**Extracted material:**
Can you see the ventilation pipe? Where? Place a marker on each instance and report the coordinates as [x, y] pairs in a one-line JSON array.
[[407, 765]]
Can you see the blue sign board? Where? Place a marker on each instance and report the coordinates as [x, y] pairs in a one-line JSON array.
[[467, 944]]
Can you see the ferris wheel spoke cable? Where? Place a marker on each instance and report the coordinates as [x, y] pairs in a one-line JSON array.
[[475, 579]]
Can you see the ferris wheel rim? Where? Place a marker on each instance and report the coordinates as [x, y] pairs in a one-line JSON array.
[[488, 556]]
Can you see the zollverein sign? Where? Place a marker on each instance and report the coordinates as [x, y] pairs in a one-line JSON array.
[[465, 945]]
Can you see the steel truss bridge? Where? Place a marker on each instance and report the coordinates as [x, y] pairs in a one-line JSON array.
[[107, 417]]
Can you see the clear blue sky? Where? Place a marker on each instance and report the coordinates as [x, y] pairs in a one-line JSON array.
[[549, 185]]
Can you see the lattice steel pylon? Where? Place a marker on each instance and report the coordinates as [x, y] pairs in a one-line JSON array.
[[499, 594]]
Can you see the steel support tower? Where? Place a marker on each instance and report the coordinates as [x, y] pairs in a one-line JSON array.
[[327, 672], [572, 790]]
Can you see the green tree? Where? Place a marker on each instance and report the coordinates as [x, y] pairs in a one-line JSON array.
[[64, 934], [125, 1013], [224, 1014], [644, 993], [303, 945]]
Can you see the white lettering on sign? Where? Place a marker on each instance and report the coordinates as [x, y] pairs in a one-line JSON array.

**Task directions:** Render every line of the data above as a Markdown table with two columns, Row for the line's number and Text for the line itself. Leave out any blank lines.

**Output for this exercise:**
| Row | Text |
|---|---|
| 1 | Can you see the ventilation pipe? Where? Place a marker on each instance and report the coordinates as [x, y] pairs in a one-line JSON array. |
| 2 | [[407, 765]] |
| 3 | Can you see the blue sign board? Where? Place a marker on each instance and report the coordinates as [x, y] pairs in a one-line JSON array. |
| 4 | [[467, 944]] |
| 5 | Can you see the ferris wheel spoke cable? Where? Place a marker on each instance and report the coordinates as [x, y] pairs in a one-line JSON array. |
| 6 | [[475, 579]] |
| 7 | Can you see the ferris wheel rim? Where? Place a marker on each instance and report the coordinates as [x, y] pairs in a one-line JSON array. |
| 8 | [[488, 556]] |
| 9 | Can you see the zollverein sign? Where? Place a marker on each instance and report the coordinates as [x, y] pairs in a one-line JSON array. |
| 10 | [[465, 945]] |
| 11 | Can you see the steel truss bridge? Where? Place a marker on each instance and report the coordinates as [x, y] pairs in a one-line JSON array. |
| 12 | [[107, 417]] |
| 13 | Can you see the clear blue sky? Where? Place a marker on each instance and report the coordinates as [x, y] pairs in a one-line JSON array. |
| 14 | [[549, 185]] |
| 15 | Can you see the lattice steel pylon? Where? Place a marker on each instance and report the coordinates as [x, y] pairs in a one-line JSON array. |
| 16 | [[499, 594]] |
| 17 | Can you see the steel support tower? Where? Place a marker on each instance and report the coordinates as [x, y] pairs in a one-line JSON array. |
| 18 | [[327, 672], [572, 790]] |
| 19 | Can you see the green tree? Where? Place a marker on each instance and report the coordinates as [x, y] pairs in a one-line JSON array. |
| 20 | [[64, 934], [125, 1013], [224, 1014], [644, 993], [303, 945]] |
| 21 | Can you see the white lettering on sign? Where? Place a marker on each instance and report the coordinates as [x, y] pairs in a one-line JSON array. |